Stated goal
Render everything from the line containing "the form (281,412);" down to the end of the records below as a Markdown table with the columns Row and Line, giving each line its own numbered row and leaving out blank lines.

-- begin Data --

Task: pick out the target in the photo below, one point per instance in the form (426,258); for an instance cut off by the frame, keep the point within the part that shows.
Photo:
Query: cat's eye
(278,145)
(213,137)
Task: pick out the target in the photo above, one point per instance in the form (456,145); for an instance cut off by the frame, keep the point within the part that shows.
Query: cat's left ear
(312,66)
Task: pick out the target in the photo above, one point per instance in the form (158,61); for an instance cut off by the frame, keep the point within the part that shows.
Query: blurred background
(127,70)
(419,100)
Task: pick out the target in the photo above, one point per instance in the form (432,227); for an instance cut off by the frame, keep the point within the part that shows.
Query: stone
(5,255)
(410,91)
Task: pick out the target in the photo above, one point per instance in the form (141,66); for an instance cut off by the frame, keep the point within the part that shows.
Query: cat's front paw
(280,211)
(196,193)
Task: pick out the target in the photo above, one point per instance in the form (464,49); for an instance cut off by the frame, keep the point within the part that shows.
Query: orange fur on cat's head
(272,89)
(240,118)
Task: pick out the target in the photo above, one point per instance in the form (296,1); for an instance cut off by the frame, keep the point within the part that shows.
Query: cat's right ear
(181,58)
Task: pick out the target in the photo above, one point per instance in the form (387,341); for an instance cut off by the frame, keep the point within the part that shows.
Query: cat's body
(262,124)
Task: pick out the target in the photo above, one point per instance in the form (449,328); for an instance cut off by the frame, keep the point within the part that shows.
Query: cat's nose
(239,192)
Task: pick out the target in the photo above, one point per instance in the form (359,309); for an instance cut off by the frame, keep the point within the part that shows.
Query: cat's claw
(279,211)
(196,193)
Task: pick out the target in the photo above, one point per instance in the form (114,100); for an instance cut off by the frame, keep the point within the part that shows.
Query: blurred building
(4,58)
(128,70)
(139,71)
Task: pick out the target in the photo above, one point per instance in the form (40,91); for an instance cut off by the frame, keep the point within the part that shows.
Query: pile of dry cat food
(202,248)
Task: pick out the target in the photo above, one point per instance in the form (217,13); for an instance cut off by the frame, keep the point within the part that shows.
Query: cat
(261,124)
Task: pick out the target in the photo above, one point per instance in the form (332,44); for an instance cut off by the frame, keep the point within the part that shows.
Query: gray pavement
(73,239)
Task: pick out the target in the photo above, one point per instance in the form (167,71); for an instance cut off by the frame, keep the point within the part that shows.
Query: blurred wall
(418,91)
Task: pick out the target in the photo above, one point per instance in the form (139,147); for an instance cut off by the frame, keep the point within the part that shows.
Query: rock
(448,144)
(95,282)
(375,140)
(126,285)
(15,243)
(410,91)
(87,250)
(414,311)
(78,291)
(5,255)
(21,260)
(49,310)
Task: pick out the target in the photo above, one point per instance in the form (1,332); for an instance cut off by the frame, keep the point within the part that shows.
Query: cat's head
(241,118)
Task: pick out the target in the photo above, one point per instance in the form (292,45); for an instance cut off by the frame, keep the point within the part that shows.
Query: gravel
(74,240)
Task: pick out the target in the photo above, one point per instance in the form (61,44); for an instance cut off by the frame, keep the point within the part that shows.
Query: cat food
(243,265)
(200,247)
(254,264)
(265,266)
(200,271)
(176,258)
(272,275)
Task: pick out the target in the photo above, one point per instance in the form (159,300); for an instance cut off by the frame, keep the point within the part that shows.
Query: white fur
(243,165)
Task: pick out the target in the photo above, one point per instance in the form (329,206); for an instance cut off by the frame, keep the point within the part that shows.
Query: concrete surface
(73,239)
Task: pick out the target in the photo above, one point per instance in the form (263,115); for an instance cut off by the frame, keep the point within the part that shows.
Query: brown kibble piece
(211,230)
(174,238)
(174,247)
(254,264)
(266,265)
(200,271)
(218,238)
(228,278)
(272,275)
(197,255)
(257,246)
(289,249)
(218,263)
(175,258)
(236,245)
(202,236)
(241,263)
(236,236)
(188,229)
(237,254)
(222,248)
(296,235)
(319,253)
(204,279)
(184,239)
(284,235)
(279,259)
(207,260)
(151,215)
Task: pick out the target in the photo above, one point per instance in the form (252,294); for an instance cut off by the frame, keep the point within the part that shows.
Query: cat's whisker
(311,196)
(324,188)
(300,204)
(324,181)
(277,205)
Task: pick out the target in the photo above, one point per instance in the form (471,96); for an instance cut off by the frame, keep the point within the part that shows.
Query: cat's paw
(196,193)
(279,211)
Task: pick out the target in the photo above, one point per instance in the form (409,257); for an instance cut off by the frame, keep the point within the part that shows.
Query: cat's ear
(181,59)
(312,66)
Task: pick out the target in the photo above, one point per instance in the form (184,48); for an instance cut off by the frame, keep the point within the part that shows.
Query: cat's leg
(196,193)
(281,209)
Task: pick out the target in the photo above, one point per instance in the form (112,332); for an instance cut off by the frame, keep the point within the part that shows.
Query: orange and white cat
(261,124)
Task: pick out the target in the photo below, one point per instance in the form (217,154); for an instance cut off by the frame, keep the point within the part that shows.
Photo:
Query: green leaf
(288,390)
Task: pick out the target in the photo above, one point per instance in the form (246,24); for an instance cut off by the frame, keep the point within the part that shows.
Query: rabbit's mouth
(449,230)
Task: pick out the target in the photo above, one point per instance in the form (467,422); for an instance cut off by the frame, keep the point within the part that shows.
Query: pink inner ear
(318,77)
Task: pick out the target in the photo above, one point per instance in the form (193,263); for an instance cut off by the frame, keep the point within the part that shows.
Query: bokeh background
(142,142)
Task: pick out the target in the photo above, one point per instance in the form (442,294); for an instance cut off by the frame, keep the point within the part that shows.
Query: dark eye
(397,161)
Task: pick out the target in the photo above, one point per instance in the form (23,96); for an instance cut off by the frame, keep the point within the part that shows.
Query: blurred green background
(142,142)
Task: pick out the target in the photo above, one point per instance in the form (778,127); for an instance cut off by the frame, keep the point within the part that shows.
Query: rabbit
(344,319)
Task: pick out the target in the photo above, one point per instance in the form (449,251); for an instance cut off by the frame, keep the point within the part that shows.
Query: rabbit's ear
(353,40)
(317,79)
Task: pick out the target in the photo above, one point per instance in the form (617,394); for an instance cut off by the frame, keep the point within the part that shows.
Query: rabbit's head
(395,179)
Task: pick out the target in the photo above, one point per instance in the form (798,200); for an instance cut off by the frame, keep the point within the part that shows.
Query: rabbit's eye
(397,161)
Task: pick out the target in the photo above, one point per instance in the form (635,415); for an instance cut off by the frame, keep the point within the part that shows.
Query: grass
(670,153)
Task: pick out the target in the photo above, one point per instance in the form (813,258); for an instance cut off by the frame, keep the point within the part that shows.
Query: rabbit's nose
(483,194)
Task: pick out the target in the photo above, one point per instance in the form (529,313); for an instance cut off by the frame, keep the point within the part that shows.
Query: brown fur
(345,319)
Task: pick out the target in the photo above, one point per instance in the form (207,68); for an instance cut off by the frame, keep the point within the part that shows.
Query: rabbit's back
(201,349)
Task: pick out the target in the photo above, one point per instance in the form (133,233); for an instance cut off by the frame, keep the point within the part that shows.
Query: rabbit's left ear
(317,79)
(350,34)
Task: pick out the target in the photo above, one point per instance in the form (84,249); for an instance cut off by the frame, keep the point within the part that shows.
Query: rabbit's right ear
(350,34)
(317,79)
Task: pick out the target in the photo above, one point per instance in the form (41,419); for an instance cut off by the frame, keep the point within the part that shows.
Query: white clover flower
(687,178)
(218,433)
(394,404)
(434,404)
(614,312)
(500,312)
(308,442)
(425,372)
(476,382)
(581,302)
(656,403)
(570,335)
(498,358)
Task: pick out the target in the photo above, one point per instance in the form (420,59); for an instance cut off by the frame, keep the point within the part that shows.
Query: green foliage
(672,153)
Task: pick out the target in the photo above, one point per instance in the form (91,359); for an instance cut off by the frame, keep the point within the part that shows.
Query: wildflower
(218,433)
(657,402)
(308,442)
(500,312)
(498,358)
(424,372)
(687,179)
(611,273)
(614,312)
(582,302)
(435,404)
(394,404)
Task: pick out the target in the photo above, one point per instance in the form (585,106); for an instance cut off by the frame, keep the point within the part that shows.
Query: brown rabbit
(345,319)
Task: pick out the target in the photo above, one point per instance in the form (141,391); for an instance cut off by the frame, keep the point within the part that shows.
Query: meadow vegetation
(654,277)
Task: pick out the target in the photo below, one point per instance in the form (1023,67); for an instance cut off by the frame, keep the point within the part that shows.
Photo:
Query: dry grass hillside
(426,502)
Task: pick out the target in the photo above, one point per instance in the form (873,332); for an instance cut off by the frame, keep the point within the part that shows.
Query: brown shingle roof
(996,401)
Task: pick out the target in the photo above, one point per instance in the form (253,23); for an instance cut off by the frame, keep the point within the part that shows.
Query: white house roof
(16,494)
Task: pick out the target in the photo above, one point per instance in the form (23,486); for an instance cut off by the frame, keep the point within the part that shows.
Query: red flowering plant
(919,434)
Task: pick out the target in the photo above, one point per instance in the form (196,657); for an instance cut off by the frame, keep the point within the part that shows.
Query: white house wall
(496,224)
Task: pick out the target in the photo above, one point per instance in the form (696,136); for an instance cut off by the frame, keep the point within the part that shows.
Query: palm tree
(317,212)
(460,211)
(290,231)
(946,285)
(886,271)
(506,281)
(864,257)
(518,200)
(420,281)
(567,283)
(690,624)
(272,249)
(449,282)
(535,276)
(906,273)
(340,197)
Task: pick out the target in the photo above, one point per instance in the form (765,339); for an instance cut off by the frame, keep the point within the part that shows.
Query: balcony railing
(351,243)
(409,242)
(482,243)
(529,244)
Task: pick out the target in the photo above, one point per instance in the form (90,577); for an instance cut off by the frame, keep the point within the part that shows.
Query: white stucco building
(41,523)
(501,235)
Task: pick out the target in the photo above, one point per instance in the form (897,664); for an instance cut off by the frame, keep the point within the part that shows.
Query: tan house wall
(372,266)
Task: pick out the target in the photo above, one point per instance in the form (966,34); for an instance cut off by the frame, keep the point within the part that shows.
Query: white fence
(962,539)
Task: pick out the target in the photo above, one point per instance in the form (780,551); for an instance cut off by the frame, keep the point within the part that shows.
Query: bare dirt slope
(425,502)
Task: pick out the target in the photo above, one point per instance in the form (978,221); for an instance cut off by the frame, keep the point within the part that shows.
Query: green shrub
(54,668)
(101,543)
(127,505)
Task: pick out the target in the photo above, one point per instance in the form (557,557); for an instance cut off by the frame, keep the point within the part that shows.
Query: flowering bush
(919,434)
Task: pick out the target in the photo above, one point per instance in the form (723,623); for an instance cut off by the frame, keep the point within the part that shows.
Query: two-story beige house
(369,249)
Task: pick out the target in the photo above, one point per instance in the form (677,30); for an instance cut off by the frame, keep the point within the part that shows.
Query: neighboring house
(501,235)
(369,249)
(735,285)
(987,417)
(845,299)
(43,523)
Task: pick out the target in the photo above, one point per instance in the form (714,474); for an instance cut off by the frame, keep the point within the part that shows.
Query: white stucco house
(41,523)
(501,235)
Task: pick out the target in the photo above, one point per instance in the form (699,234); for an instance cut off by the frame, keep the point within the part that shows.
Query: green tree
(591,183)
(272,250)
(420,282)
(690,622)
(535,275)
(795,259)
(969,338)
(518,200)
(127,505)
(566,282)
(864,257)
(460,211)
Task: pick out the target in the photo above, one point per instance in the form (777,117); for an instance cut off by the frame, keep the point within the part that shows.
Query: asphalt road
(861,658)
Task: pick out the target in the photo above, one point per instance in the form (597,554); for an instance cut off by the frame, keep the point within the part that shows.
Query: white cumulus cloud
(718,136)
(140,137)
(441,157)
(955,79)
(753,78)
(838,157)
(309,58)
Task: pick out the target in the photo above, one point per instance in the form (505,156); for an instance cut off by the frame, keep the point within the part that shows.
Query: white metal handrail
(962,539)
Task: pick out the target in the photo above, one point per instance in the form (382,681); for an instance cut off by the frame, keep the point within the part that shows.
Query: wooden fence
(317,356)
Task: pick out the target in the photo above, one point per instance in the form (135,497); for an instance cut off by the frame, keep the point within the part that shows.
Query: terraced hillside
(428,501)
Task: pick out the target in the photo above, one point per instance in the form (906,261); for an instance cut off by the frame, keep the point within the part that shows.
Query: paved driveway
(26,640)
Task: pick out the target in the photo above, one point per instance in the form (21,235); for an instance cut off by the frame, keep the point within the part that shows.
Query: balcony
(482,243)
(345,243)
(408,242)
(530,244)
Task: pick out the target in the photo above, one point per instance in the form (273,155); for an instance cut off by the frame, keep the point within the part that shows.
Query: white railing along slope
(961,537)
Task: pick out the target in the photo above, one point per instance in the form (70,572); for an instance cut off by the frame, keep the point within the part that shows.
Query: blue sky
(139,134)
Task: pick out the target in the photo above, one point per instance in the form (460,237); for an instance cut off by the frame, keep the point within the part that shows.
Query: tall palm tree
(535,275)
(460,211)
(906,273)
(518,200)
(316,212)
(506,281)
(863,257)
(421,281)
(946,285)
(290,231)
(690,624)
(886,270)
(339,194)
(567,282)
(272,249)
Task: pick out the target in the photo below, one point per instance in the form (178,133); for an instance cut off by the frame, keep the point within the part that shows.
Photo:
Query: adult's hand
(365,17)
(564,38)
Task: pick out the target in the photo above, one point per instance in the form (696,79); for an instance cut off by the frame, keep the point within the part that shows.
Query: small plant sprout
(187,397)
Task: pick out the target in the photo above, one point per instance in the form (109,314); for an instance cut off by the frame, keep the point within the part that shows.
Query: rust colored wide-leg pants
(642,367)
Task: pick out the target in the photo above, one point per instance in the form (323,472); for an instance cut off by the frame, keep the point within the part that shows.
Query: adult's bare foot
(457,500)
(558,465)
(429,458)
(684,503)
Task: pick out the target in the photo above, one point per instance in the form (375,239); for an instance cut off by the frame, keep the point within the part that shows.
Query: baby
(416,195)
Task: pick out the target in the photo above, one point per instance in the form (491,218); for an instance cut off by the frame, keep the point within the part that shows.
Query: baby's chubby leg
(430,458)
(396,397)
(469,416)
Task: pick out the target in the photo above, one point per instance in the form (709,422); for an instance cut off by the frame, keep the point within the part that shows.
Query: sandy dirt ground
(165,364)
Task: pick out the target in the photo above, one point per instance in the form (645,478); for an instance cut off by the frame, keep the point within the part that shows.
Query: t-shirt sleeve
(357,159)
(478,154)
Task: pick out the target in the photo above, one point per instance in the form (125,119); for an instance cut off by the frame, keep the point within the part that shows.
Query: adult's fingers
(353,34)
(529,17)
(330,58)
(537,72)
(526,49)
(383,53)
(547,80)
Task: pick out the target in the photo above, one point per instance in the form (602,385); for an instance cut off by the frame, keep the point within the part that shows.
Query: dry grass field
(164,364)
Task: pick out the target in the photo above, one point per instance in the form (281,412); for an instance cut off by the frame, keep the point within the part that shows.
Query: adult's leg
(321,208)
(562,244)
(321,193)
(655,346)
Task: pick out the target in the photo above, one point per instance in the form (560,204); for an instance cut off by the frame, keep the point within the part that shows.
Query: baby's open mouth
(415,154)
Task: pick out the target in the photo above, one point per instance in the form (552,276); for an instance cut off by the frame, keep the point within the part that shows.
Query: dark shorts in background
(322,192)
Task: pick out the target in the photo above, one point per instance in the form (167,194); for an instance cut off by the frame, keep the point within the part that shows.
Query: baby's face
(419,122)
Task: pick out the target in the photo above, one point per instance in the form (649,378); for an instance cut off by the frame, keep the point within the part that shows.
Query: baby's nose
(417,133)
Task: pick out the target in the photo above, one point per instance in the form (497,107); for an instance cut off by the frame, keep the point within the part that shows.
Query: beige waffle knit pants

-- end Data --

Response
| Row | Line |
|---|---|
| 1 | Task: pick out the target in the photo above, one point per instance in the form (281,412); for an instance cut off by the frame, keep the point within the part that shows. |
| 2 | Query: adult's leg |
| 3 | (321,208) |
| 4 | (562,244) |
| 5 | (321,193) |
| 6 | (655,346) |
| 7 | Task: pick out the target in the photo above, one point per instance in the form (560,204); for an instance cut off by the frame, keep the point within the part that shows. |
| 8 | Query: baby's open mouth |
| 9 | (415,154) |
| 10 | Task: pick out the target in the photo above, one point per instance in the form (552,276); for an instance cut off by the frame, keep the point within the part that shows. |
| 11 | Query: dark shorts in background |
| 12 | (322,192) |
| 13 | Task: pick out the target in the photo above, one point per instance in the form (167,194); for an instance cut off by the frame, keep the point within the part that shows. |
| 14 | Query: baby's face |
| 15 | (419,122) |
| 16 | Task: pick out the target in the photo above, one point per instance in the form (649,378); for an instance cut off by the frame, keep the point within the part that shows. |
| 17 | Query: baby's nose |
| 18 | (417,133) |
| 19 | Task: pick out the target in the photo above, one point per instance in the form (497,107); for an instance cut off by the frame, keep the point within the part that shows. |
| 20 | Query: beige waffle knit pants |